Supplied data >>
☆ ☆ ☆ ☆ ☆ ☆ ☆

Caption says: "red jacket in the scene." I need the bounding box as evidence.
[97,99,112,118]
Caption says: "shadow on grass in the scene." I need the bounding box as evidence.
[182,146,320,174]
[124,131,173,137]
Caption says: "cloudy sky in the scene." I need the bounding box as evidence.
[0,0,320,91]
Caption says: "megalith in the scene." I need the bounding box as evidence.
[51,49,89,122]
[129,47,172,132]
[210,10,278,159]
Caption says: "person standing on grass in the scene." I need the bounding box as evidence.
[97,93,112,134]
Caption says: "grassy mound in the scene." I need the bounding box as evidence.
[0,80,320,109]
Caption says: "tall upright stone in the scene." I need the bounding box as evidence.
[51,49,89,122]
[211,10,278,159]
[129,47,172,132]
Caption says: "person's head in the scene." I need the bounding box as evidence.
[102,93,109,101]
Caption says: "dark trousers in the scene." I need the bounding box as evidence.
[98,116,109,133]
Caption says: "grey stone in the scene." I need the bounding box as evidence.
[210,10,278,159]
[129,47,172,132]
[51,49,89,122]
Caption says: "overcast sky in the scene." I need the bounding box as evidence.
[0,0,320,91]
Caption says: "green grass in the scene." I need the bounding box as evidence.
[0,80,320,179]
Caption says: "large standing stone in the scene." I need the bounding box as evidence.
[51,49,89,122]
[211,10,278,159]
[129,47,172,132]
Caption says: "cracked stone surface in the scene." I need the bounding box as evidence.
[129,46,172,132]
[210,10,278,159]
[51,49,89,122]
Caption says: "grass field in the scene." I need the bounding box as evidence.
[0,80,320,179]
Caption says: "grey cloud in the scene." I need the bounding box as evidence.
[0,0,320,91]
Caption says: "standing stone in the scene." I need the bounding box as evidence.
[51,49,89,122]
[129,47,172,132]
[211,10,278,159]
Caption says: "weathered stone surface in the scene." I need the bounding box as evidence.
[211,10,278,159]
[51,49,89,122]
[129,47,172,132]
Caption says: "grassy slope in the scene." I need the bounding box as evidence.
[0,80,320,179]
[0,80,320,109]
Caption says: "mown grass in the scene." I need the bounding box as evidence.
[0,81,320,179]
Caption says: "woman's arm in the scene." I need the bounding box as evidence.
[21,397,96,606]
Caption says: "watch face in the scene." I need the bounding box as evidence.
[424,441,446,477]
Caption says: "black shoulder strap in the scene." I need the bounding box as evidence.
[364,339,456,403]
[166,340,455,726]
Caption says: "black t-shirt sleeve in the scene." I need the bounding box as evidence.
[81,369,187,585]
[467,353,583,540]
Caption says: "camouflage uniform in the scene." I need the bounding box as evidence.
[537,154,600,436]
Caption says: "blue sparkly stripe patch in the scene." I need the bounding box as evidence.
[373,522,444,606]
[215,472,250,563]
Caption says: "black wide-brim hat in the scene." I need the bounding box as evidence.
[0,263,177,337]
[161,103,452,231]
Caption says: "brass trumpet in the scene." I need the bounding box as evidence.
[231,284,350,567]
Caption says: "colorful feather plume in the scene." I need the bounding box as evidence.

☆ ☆ ☆ ☆ ☆ ☆ ☆

Task >>
Gather every line above that contains the word "standing" and copy each one out in full.

Result >>
Caption says: "person standing on grass in the scene." I need the bounding box as evidence.
Caption says: "large standing stone in the scene." I need the bounding box as evidence.
Caption says: "standing stone in the scene." I need the bounding box as evidence.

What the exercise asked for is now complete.